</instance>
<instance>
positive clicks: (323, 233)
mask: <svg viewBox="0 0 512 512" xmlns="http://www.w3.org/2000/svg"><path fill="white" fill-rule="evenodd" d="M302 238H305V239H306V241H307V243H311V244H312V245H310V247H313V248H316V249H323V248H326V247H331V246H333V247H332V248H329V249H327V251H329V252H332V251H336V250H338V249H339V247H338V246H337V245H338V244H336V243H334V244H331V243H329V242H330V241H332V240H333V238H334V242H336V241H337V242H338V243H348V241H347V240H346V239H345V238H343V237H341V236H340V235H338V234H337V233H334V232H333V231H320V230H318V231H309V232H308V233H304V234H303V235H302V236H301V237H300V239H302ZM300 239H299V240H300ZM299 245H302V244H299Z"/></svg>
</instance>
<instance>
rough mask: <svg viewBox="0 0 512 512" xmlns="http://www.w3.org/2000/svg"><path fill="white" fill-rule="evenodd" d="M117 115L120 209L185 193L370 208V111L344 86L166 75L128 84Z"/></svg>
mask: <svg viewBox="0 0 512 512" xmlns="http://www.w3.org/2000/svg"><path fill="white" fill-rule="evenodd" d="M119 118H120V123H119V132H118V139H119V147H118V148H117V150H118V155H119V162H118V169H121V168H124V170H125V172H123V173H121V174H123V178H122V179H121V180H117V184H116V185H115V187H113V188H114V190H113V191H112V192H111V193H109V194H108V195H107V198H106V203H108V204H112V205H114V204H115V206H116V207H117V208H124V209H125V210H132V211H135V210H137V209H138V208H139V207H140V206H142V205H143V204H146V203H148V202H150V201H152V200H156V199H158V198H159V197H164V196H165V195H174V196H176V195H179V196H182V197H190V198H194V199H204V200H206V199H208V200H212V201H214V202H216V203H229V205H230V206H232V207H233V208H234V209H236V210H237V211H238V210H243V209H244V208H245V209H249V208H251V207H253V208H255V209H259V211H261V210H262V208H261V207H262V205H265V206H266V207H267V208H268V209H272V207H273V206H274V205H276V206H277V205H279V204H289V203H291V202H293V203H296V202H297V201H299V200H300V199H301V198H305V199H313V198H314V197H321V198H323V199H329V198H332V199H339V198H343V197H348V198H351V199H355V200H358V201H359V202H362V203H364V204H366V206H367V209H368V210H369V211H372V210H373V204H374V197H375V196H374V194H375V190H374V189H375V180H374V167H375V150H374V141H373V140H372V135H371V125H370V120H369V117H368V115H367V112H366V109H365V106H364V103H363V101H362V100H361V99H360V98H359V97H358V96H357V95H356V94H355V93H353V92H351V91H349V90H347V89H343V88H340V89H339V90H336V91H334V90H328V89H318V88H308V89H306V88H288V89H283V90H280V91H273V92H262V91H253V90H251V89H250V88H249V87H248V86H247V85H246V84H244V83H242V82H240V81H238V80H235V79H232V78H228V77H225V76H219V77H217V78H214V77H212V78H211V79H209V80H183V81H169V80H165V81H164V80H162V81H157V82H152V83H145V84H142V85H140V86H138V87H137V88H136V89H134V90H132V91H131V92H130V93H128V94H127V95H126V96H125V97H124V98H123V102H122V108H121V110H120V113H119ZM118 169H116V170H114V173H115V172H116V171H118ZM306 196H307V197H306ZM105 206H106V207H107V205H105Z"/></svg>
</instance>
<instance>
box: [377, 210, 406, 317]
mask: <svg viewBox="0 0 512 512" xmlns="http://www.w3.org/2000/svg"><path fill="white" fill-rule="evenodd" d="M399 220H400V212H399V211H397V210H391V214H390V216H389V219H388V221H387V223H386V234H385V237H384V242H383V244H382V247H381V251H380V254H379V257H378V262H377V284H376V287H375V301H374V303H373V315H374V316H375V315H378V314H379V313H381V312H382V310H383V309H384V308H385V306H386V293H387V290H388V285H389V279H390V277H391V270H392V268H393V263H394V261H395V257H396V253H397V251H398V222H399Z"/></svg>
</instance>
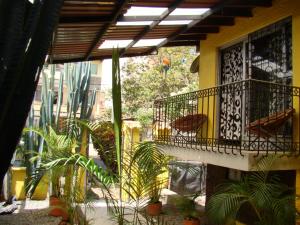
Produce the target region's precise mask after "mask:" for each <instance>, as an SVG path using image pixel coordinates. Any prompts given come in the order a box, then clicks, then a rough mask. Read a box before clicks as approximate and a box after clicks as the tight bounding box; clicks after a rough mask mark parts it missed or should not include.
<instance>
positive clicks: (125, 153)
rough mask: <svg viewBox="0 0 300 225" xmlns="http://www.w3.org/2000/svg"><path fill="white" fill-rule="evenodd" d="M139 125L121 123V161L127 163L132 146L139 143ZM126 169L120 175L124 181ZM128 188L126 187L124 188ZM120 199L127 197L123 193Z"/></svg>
mask: <svg viewBox="0 0 300 225" xmlns="http://www.w3.org/2000/svg"><path fill="white" fill-rule="evenodd" d="M140 127H141V125H140V123H139V122H137V121H124V122H123V149H124V150H123V161H124V162H126V161H127V162H129V160H130V156H131V155H132V154H133V151H134V145H135V144H137V143H138V142H140ZM126 169H127V168H124V167H123V168H122V170H123V171H122V174H123V178H124V179H128V177H127V175H129V174H128V171H125V170H126ZM130 179H137V177H131V178H130ZM125 188H128V187H125ZM122 198H123V199H124V200H126V199H128V198H129V196H128V194H127V193H125V192H124V191H123V192H122Z"/></svg>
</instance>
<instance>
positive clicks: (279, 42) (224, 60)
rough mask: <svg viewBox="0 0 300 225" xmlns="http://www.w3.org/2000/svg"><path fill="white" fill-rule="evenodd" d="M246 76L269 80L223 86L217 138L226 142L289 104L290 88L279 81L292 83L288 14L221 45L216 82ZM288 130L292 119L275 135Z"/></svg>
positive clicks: (264, 79)
mask: <svg viewBox="0 0 300 225" xmlns="http://www.w3.org/2000/svg"><path fill="white" fill-rule="evenodd" d="M249 78H250V79H254V80H260V81H266V82H269V83H265V82H260V83H259V82H257V83H255V85H251V88H250V87H249V88H248V89H247V87H244V86H241V85H238V84H234V85H231V89H230V90H231V91H230V90H229V89H226V91H225V89H224V91H223V92H222V93H221V95H220V101H219V102H220V104H219V107H220V110H219V138H220V139H223V140H225V141H226V143H231V144H239V143H241V141H242V140H243V138H244V137H245V136H247V135H250V134H246V130H245V127H246V126H247V125H248V124H249V123H251V122H253V121H256V120H259V119H261V118H266V117H268V116H270V115H274V114H276V113H280V112H282V111H283V110H286V109H288V108H291V107H292V95H291V93H289V88H287V86H282V85H280V84H283V85H291V84H292V23H291V18H287V19H284V20H282V21H279V22H277V23H275V24H272V25H270V26H267V27H265V28H262V29H260V30H258V31H256V32H253V33H251V34H249V35H248V38H247V39H245V40H244V41H241V42H239V43H236V44H234V45H232V46H230V47H227V48H223V49H221V51H220V76H219V83H220V84H222V85H223V84H232V83H234V82H239V81H242V80H244V79H249ZM274 84H279V85H274ZM291 134H292V123H291V121H288V122H286V123H285V125H284V127H283V128H282V129H281V130H280V131H278V132H277V134H276V135H277V136H276V137H282V138H286V139H285V141H286V140H288V139H289V138H290V137H291ZM247 138H248V137H247ZM262 141H263V140H262ZM259 142H260V140H258V141H257V143H258V144H260V143H259ZM257 143H256V144H257ZM262 143H263V142H262ZM254 145H255V144H254ZM256 147H257V146H256ZM254 148H255V146H254Z"/></svg>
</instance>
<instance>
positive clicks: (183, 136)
mask: <svg viewBox="0 0 300 225" xmlns="http://www.w3.org/2000/svg"><path fill="white" fill-rule="evenodd" d="M299 112H300V88H299V87H293V86H288V85H282V84H275V83H271V82H266V81H259V80H253V79H249V80H243V81H239V82H235V83H230V84H226V85H220V86H217V87H213V88H208V89H203V90H199V91H195V92H190V93H186V94H181V95H177V96H172V97H168V98H165V99H161V100H157V101H155V102H154V114H153V138H154V140H155V141H156V142H159V143H161V144H167V145H172V146H179V147H189V148H195V149H201V150H206V151H213V152H219V153H227V154H230V153H231V154H241V155H243V154H244V151H257V154H265V155H267V154H268V153H269V152H275V153H276V152H283V153H288V152H289V153H290V152H293V153H295V152H296V153H298V152H299V140H300V132H299V130H300V120H299Z"/></svg>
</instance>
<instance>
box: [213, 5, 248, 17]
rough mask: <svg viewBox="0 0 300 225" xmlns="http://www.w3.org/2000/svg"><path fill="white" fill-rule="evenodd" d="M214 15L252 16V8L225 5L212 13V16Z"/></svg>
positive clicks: (213, 16) (230, 15) (239, 16)
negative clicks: (218, 9)
mask: <svg viewBox="0 0 300 225" xmlns="http://www.w3.org/2000/svg"><path fill="white" fill-rule="evenodd" d="M215 16H223V17H227V16H229V17H252V16H253V13H252V8H250V7H243V8H236V7H234V8H230V7H225V8H224V9H222V10H221V11H220V12H218V13H216V14H214V15H212V17H215Z"/></svg>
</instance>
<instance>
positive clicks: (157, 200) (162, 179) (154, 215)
mask: <svg viewBox="0 0 300 225" xmlns="http://www.w3.org/2000/svg"><path fill="white" fill-rule="evenodd" d="M169 161H170V157H168V156H166V155H164V154H163V153H162V152H161V151H160V150H159V149H158V147H157V145H156V144H155V143H154V142H143V143H139V144H137V145H136V147H135V149H134V154H133V157H132V163H135V164H136V165H137V167H138V169H139V171H140V176H142V177H145V179H144V180H146V182H144V184H143V185H144V189H145V190H146V194H147V195H148V196H149V201H148V206H147V208H146V211H147V212H148V214H149V215H151V216H156V215H159V214H160V212H161V208H162V203H161V202H160V200H159V199H160V195H161V190H162V188H163V187H164V185H165V184H166V181H167V178H166V177H164V176H163V174H164V173H166V172H167V169H168V168H167V167H168V163H169Z"/></svg>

┄┄┄┄┄┄┄┄┄┄┄┄┄┄┄┄┄┄┄┄

## ABOUT THIS TASK
I need exact copies of the lines from the one holding "negative clicks: (218, 9)" through the end of the records above, and nothing beyond them.

## EXERCISE ANSWER
negative clicks: (218, 9)
mask: <svg viewBox="0 0 300 225" xmlns="http://www.w3.org/2000/svg"><path fill="white" fill-rule="evenodd" d="M215 16H223V17H227V16H229V17H252V16H253V13H252V8H250V7H243V8H236V7H234V8H230V7H225V8H224V9H222V10H221V11H220V12H218V13H216V14H214V15H212V17H215Z"/></svg>
</instance>
<instance>
positive clicks: (157, 200) (162, 179) (154, 215)
mask: <svg viewBox="0 0 300 225" xmlns="http://www.w3.org/2000/svg"><path fill="white" fill-rule="evenodd" d="M169 161H170V157H168V156H166V155H164V154H163V153H162V152H161V151H160V150H159V149H158V147H157V145H156V144H155V143H154V142H143V143H139V144H137V145H136V147H135V149H134V154H133V157H132V163H135V164H136V165H137V167H138V169H139V171H140V176H142V177H145V179H144V180H146V182H144V184H143V185H144V189H145V190H146V194H147V195H148V196H149V201H148V206H147V208H146V211H147V212H148V214H149V215H151V216H156V215H159V214H160V212H161V208H162V203H161V202H160V200H159V199H160V195H161V190H162V188H163V187H164V185H165V184H166V181H167V178H166V177H164V176H163V174H164V173H166V172H167V169H168V168H167V167H168V163H169Z"/></svg>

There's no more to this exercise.